Rédigez la suite du texte ci-dessous sur la politique étrangère de Biden au Moyen-Orient, en reprenant juste après sa dernière phrase.

::: Texte à lire

Sur Naked Capitalism, Yves Smith note les effets politiques dévastateurs de l'attentat de Gaza sur la politique étrangère de Joe Biden :
Biden reçoit le traitement Zelensky au Moyen-Orient alors qu'Israël tente l'escalade

Les États-Unis, dans une démonstration continue du degré d'amateurisme de ce qu'ils pensent être leur leadership, semblent croire qu'ils ont encore la force et le pouvoir de persuasion nécessaires pour se sortir de leurs pétrins géopolitiques par la force. Pourtant, cette semaine, nous avons des exemples stupéfiants de la façon dont les acteurs essentiels du reste du monde n'achètent plus ce que les États-Unis vendent. Le fossé entre le rapport de l'establishment américain à la réalité et les faits sur le terrain s'est creusé en un gouffre béant dans le monde arabe, la Jordanie ayant annulé un sommet de Biden avec son roi Abduallah II, le chef de l'OLP Mahmoud Abbas et le président égyptien Abdel Fattah El-Sisi en réponse au bombardement par Israël de l'hôpital arabe d'Al-Ahli. Ils rejettent non seulement la tentative de placer la responsabilité de l'attaque sur le Hamas (nous reviendrons bientôt sur l'allégation d'un "obus malveillant"), mais aussi la grande prétention qui se cache derrière cela, à savoir que les États-Unis sont incapables de mettre une chaîne d'étranglement à Israël, ou plutôt qu'ils n'en ont pas la volonté.

::::::
::: Lignes affichées

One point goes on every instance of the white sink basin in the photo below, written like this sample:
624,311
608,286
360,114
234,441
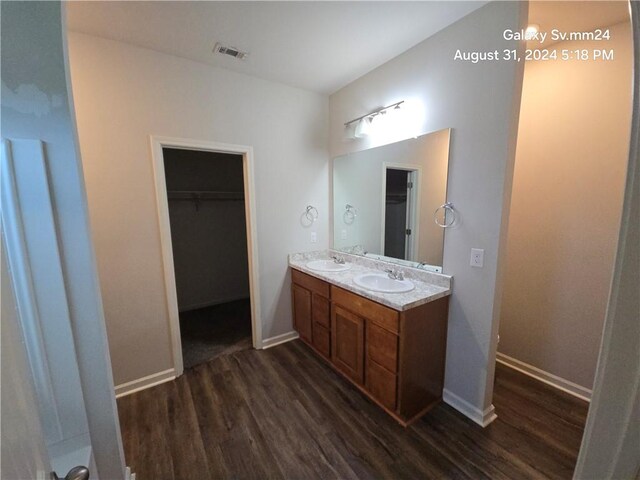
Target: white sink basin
327,266
380,282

::::::

Résultat
Même les médias occidentaux ne sont pas vraiment d'accord avec l'accusation d'Israël et de l'administration Biden disant que le Hamas aurait fait le coup, alors qu'Israël essaye de faire quitter le nord de Gaza aux Palestiniens et a notamment tenté d'ordonner l'évacuation de l'hôpital. Oh, et ceci fait suite à l'ordre donné par Israël à l'ONU d'évacuer Gaza dans les 24 heures et au bombardement de son entrepôt sur place : ...
Israël a bombardé, probablement avec un missile Hellfire de fabrication américaine, la cour de l'hôpital baptiste arabe al-Ahli où des milliers de personnes avaient trouvé refuge. Une courte vidéo de l'après-coup immédiat montre plusieurs dizaines, voire centaines de morts et de blessés. Des médecins ont ensuite tenu une conférence de presse au milieu des blessés.

Comme d'autres hôpitaux, al-Ahli Arab avait reçu l'ordre d'Israël d'évacuer mais n'avait pas pu le faire car il n'y avait pas d'autres endroits où les malades et les blessés, y compris de nombreux cas en soins intensifs, pouvaient être soignés.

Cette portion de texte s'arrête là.